Interaction Mode	t (meV)	R (Å)	$\mathsf{\omega }$ (deg)
${\mathsf{\delta }}_m$ phase
c	$-75.6$	$6.68$
$a1$	$-103.3$	$4.49$	$29.9$
$a2$	$38.4$	$4.18$
p	$-23.8$	$8.05$
q	$-147.8$	$5.72$
${\mathsf{\delta }}_o$ phase
c	$-79.4$	$6.66$
$a1$	$-95.9$	$4.51$	$29.9$
$a2$	$37.1$	$4.19$
p	$-24.5$	$8.04$
q	$-141.2$	$5.72$

. All interaction modes (c, $a1$, $a2$, p, and q) are the same as those of $\mathsf{\beta }$-(BEDT-TTF)${}_2$PF${}_6$ [2,3]. The transfer integral of the twisted interaction mode $t_{a1}$ is larger than that of the ring-over-atom mode $t_{a2}$; this twisted dimer structure is characteristic of this structure. The transverse interactions are large, and $t_q$ is larger than $t_{a1}$. The energy band structure and Fermi surface are shown in Figure 1e,f. The quasi-one-dimensional Fermi surface is shown in an extended zone scheme because the energy bands degenerate at the zone boundary owing to the crystallographic symmetries.

:: TO BE DONE ::
1. Answer these questions from the text on transfer integrals:
(a) In the δ_m phase, what transfer integral t is listed for interaction mode q?
(b) Which compound's interaction modes are identical to the modes c, a1, a2, p, and q?
(c) Why is the quasi-one-dimensional Fermi surface shown in an extended zone scheme?
2. Restate the paragraph of the text on transfer integrals that begins "All interaction modes" as a short bulleted list that keeps its main facts.
The material after this point comes from a separate, unrelated source.

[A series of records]
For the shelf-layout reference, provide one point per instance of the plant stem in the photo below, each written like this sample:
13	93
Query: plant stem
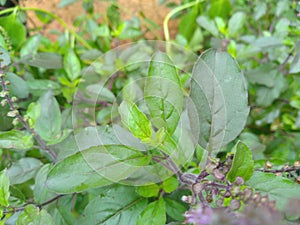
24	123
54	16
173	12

* * *

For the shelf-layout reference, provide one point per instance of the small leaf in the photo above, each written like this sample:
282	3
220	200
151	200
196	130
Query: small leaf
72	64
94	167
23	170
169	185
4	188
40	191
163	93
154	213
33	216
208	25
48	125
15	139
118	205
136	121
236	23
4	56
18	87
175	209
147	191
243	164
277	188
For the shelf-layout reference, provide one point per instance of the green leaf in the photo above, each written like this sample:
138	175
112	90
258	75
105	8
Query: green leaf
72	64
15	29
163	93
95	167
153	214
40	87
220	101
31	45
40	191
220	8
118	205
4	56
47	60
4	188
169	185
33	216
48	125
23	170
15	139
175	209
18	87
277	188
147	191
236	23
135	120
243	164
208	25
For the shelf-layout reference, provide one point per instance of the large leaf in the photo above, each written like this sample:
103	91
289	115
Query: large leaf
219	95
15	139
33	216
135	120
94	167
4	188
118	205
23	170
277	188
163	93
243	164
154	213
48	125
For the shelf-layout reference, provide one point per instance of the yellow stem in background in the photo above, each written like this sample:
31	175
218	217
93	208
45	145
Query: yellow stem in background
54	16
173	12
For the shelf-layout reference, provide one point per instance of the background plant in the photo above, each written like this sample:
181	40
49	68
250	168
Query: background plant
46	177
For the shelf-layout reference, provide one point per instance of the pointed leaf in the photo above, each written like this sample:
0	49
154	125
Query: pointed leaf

---

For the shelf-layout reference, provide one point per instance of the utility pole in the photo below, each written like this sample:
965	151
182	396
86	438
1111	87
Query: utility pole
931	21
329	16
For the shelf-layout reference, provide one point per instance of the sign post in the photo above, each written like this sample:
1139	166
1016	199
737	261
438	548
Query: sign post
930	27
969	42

:: SOLUTIONS IN ORDER ::
1.
(a) −147.8 meV
(b) β-(BEDT-TTF)₂PF₆
(c) The energy bands degenerate at the zone boundary because of the crystallographic symmetries.

2.
- The interaction modes c, a1, a2, p, and q are the same as those of β-(BEDT-TTF)₂PF₆.
- The twisted mode's transfer integral, t_a1, is larger than that of the ring-over-atom mode, t_a2. This twisted dimer structure is characteristic of the structure.
- The transverse interactions are large, and t_q exceeds t_a1.
- Figure 1e,f shows the energy band structure and the Fermi surface.
- The quasi-one-dimensional Fermi surface is drawn in an extended zone scheme because crystallographic symmetries make the energy bands degenerate at the zone boundary.